## Stored rows:
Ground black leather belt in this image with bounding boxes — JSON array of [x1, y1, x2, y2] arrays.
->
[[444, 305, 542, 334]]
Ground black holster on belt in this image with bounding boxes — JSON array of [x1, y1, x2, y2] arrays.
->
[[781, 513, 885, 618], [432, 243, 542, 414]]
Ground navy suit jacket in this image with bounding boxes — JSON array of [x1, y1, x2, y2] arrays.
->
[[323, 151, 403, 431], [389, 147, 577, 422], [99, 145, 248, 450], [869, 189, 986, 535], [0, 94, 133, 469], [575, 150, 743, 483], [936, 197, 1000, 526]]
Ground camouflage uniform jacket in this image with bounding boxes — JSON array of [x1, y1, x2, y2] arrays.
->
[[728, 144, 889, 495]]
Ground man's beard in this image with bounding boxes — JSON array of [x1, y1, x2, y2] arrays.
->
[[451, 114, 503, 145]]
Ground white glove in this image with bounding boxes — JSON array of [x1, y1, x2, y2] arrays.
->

## Exercise description:
Please render all the lines above as a Markdown table with two columns, Index for the row number and Line for the line, and leave out blank lines.

## Response:
| Index | Line |
|---|---|
| 1 | Ground black leather belt in this image with bounding boxes — JSON array of [x1, y1, x2, y2] arrays. |
| 2 | -> |
| 3 | [[444, 305, 542, 334]] |
| 4 | Ground black holster on belt in this image with bounding boxes — JSON array of [x1, y1, x2, y2] arrays. |
| 5 | -> |
| 6 | [[781, 513, 885, 618], [432, 243, 542, 414]] |
| 7 | Ground navy suit jacket in this image with bounding boxes — JSON array of [x1, y1, x2, y2] arrays. |
| 8 | -> |
| 9 | [[323, 151, 403, 431], [389, 147, 577, 422], [99, 145, 248, 450], [869, 189, 986, 535], [0, 94, 133, 469], [575, 150, 743, 483], [936, 197, 1000, 526]] |
| 10 | Ground camouflage uniform jacket in this image with bounding boxes — JSON array of [x1, y1, x2, y2] arrays. |
| 11 | -> |
| 12 | [[728, 144, 889, 495]] |
| 13 | Ground man's beard in this image with bounding boxes — JSON array of [x1, y1, x2, y2] arrays. |
| 14 | -> |
| 15 | [[451, 114, 503, 145]] |
| 16 | Ground white glove in this image with bounding boxes — JSON array of [x1, y1, x2, y2] arrays. |
| 17 | -> |